* Document text
****

Each board was presided over by a Board President (a Captain or a Commander) who was assisted by a Lieutenant Commander and a Lieutenant (or their Royal Marine equivalents). Each board considered a syndicate of four candidates and up to three concurrent boards could be ongoing. Each Board was supported by a senior rating or senior NCO, responsible for the administration and briefing of candidates

===Day one===
Candidates arrived at around midday - the majority of day one was based around acquainting them with the assessments to be completed the following day, completing the fitness test, and providing an opportunity for the syndicates to bond as a team.

Candidates were presented with a sample Planning Exercise, a significantly simpler version of the exercise that they will complete subsequently. After being briefed on this they were conducted to the gymnasium where they will be briefed on the Practical Leadership Tasks; practical techniques, equipment familiarisation, and health and safety issues.

The day concluded with a fitness assessment, consisting of a 1.5 mile run. In addition to meeting the prescribed time requirements, candidates were required to show motivation and determination. The result of the run was not given until the final feedback session, and candidates had to meet the required times in order to be selected.

Finally, candidates had free time during the evening and were encourage to practice the techniques for the PLTs and bond with their syndicate in order to stand the best chance the following day.

===Day two===
The second day was assessed by the board president and staff through observation and interview.

The syndicate completed a leaderless exercise in the gym, before each candidate would lead a Practical Leadership Task. Syndicates attempted tasks selected from a range of scenarios: i.e. load carries across chasms or pools using supplied equipment.

The assessed planning exercise was undertaken under assessed conditions. The syndicate was given a short period to study the scenario, a problem is then introduced which must be overcome. Candidates discussed possible courses of action as a group, presenting a group plan to the Board. Each candidate was then questioned on the scenario and the group plan. After this each candidate typed up a brief of their own individual plan, and presented this on their own to the board.

The final tasks were the interview and undertook psychometric tests. Here, over a period of thirty minutes, candidates were interviewed about their past achievements, experiences of difficulty overcome, and questioned as to their motivations in joining the Naval Service. Interleaved with the interviews were assessments of abstract, numerical and verbal reasoning.

==Current format==

Due to limitations imposed during the 2020 Covid-19 pandemic, the AIB process has moved to a virtual format. The first stage sifts candidates using eight asymmetric interview questions, with the candidate recording a two-minute answer to each question; if successful, small groups of candidates undertake a virtual leadership exercise conducted over a video conference call. Fitness is not assessed as an element of the AIB.

These arrangements remain in place as of Autumn 2025.

==Outcome==

Where a candidate has passed they may be offered a position immediately, or further selection may take place based on those candidates with the best scores over a number of boards. Where a candidate has passed but has not been selected, they may be offered an alternative branch (should there be shortages), or they may be invited to reattend AIB after 12 months when there may be more vacancies.

Where a candidate has not achieved a pass they may be invited back again (usually after a period of at least 6 months) if the board president believes the individual has future potential, or they may be advised that they should not return.

In all cases, candidates may only take part in an AIB at most three times.

All successful RN and RFA candidates who have passed AIB, have been selected, and have accepted the offer of employment then attend initial officer training at Britannia Royal Naval College in Dartmouth; CTCRM Lympstone for successful RM candidates.

****

* Required actions
• a. In the text on the AIB selection process, how far did candidates run in the day-one fitness assessment?
• b. Write out the AIB text from "Finally, candidates had" through "observation and interview.", replacing "PLTs" with "Practical Leadership Tasks".

* Source data
****

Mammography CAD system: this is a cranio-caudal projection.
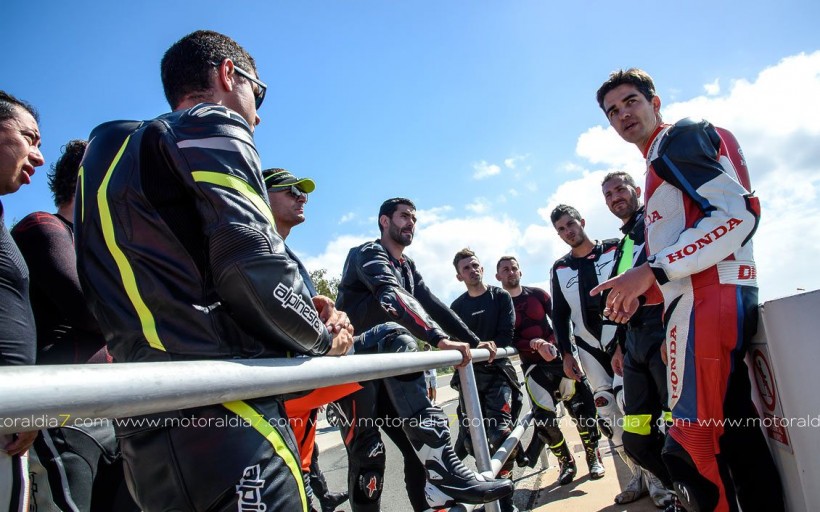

****

* Answers to the problems
• a. 1.5 miles

• b.
Finally, candidates had free time during the evening and were encourage to practice the techniques for the Practical Leadership Tasks and bond with their syndicate in order to stand the best chance the following day.

===Day two===
The second day was assessed by the board president and staff through observation and interview.